▸ **Trecho para análise**:
A China é acusada de prender um milhão de uigures e outros membros de minorias muçulmanas em campos na região de Xinjiang, o que os que Estados Unidos e outros países qualificam como "genocídio". Pequim rejeita o termo, que considera a "mentira do século", e alega que suas políticas permitiram combater o extremismo e melhorar a vida da população na região.

“É a primeira vez que um alto comissário da ONU vai nessa região uigur. Então é realmente uma visita histórica”, afirmou Zemeretay Harkin, representante do Congresso Mundial Uigur, em entrevista à RFI. “No entanto, essa visita é problemática, pois desde o início ficou claro que o governo chinês não vai dar acesso totalmente independente à alta comissária das Nações Unidas”, alerta.

“Diante dessa situação, a gente se pergunta qual é o interesse dessa visita. Nós sabemos que, para o governo chinês, ela vai ser uma ferramenta de propaganda. Pequim vai escolher os locais aos quais a delegação terá acesso e vai ‘coreografar’ toda a visita”, denuncia a representante da minoria.

Centenas de uigures no exterior pediram nas últimas semanas a Bachelet que visite seus parentes detidos. Mas grupos de direitos humanos alertaram que a vigilância estatal e o medo de represálias impedirão que os uigures da região conversem de maneira livre com a equipe da ONU.

Sem jornalistas estrangeiros

Outra preocupação é sobre as informações que vão circular durante a estadia de Bachelet na China. Ao dar boas-vindas à comissária, o porta-voz do ministério chinês das Relações Exteriores, Wang Wenbin, afirmou que “as duas partes decidiram que não deve haver repórteres durante suas reuniões e viagens pelo país”. A alegação apresentada foi que, por razões sanitárias, visando respeitar a estratégia "zero Covid" imposta por Pequim, o ideal seria que a visita fosse realizada com uma comitiva bastante restrita e “em circuito fechado”.

▸ **Bloco de dados**:

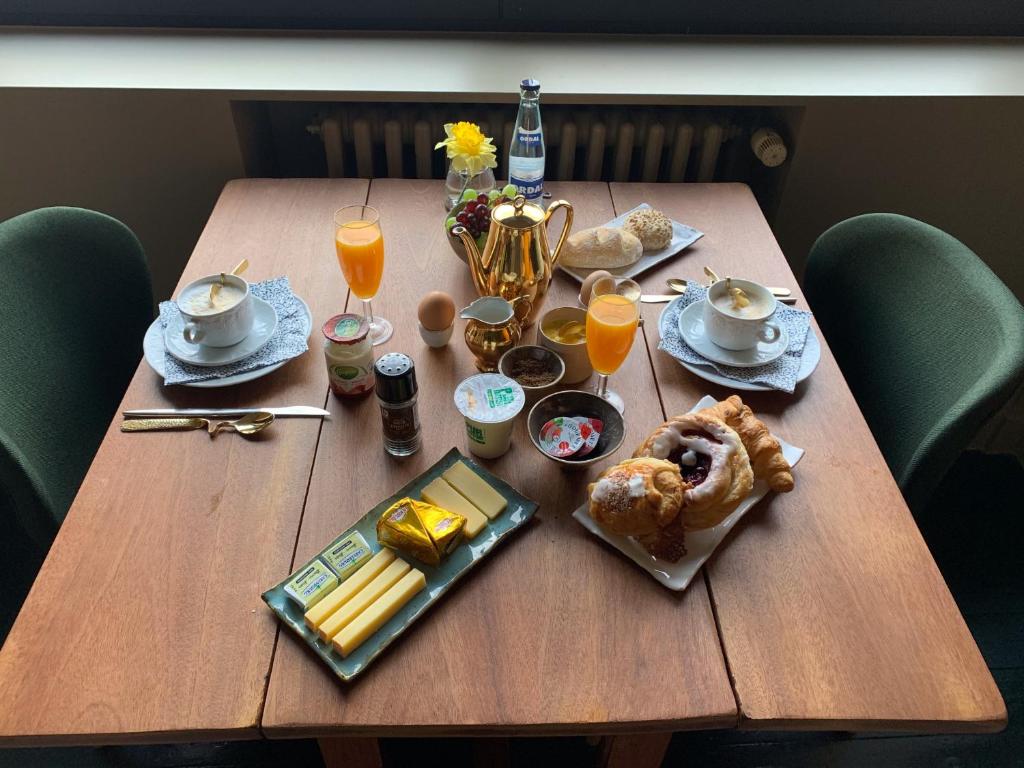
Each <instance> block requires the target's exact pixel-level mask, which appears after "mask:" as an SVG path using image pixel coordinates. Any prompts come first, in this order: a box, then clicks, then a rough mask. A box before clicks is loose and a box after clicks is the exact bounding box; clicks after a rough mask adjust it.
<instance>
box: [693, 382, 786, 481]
mask: <svg viewBox="0 0 1024 768" xmlns="http://www.w3.org/2000/svg"><path fill="white" fill-rule="evenodd" d="M698 413H701V414H710V415H714V416H716V417H718V418H719V419H721V420H722V421H724V422H725V423H726V424H728V425H729V426H730V427H732V429H734V430H735V432H736V434H738V435H739V438H740V439H741V440H742V441H743V446H744V447H745V449H746V454H748V455H749V456H750V458H751V466H752V467H753V468H754V476H755V477H756V478H758V479H763V480H765V481H766V482H767V483H768V486H769V487H770V488H771V489H772V490H775V492H778V493H780V494H786V493H788V492H791V490H793V485H794V482H793V471H792V469H793V468H792V467H791V466H790V462H787V461H786V460H785V457H784V456H782V447H781V445H779V443H778V440H776V439H775V438H774V437H772V435H771V432H769V431H768V427H766V426H765V423H764V422H763V421H761V420H760V419H759V418H758V417H756V416H755V415H754V412H753V411H751V409H750V407H749V406H745V404H744V403H743V401H742V400H741V399H740V398H739V396H738V395H735V394H734V395H732V396H731V397H727V398H726V399H724V400H722V401H721V402H719V403H718V404H716V406H712V407H711V408H706V409H703V410H701V411H699V412H698Z"/></svg>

▸ **Tarefa 1**: Retorne do trecho sobre a visita a Xinjiang a passagem que vai de "Centenas de uigures" até "equipe da ONU.", inclusive.
▸ **Tarefa 2**: Segundo o trecho sobre a visita a Xinjiang, por que a visita deveria ser feita com uma comitiva bastante restrita e "em circuito fechado"? Responda em uma a três frases.
▸ **Tarefa 3**: Liste todas as pessoas mencionadas pelo nome no trecho sobre a visita a Xinjiang.

▸ **Resposta do exercício 1**:
Centenas de uigures no exterior pediram nas últimas semanas a Bachelet que visite seus parentes detidos. Mas grupos de direitos humanos alertaram que a vigilância estatal e o medo de represálias impedirão que os uigures da região conversem de maneira livre com a equipe da ONU.

▸ **Resposta do exercício 2**: A alegação apresentada foi de razões sanitárias. O objetivo era respeitar a estratégia "zero Covid" imposta por Pequim.

▸ **Resposta do exercício 3**:
- Zemeretay Harkin
- Bachelet
- Wang Wenbin